··· LISTING
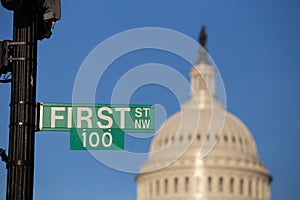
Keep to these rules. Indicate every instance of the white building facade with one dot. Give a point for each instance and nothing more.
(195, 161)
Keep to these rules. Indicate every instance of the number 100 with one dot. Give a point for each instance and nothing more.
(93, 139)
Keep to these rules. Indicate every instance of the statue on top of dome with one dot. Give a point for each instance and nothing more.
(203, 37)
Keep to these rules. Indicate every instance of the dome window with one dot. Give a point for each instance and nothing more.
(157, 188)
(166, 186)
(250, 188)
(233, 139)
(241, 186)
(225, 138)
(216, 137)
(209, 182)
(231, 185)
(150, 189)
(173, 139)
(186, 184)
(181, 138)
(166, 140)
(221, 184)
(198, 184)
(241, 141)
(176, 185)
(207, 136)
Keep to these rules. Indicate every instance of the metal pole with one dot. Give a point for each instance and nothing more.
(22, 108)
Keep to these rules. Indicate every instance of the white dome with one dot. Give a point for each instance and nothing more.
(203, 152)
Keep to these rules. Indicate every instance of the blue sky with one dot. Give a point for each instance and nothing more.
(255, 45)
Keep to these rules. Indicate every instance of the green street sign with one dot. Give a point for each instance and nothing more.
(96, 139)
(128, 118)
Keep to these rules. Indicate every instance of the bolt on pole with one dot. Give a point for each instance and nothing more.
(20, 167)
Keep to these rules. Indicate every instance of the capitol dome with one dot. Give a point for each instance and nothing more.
······
**SET PROBLEM**
Reproduce the items above with "one dot" replaced by "a single marker" wherever it occurs and everything else unchanged. Leave the pictures out of your answer.

**RESPONSE**
Keep to these rules. Indicate every instance of the white building facade with a single marker. Give a point for each instance and nothing more.
(195, 161)
Keep to these rules. Indicate every instance of the number 100 with a single marker. Give a point for each instance and nothing more.
(93, 139)
Keep to these rules. Indicate every instance of the statue on top of dome with a single marker. Give a point for each instance and nothing more.
(203, 37)
Keep to these rules. Indicate every instance of the dome window with a single marker. Give a point for each instance and nothing more.
(157, 188)
(166, 186)
(250, 188)
(233, 139)
(241, 186)
(225, 138)
(216, 137)
(209, 182)
(231, 185)
(150, 189)
(173, 139)
(186, 184)
(181, 138)
(166, 140)
(221, 184)
(198, 184)
(241, 141)
(176, 185)
(207, 136)
Keep to these rules. Indicate every instance of the metal pole with a single marker. Give a point for each instance and nothing more.
(22, 108)
Keep to these rules. Indicate every instance of the white dome with a single marker. Give a point for each instance and nothing more.
(203, 152)
Keep to these rules. Indicate every instance of the blue sky with a single marker. Give a point for each instance and nothing more.
(255, 45)
Keep to these rules. Indicate every instance of the green street sign with a single marker. Give a point for each instance and nothing more.
(96, 139)
(128, 118)
Keep to these rules. Indicate every instance of the bolt on pole with a single marker. Give a point for each instance and nothing more.
(20, 167)
Keep to these rules. Indicate every instance of the capitol dome with a single marker. Give a point for each instance and nothing more.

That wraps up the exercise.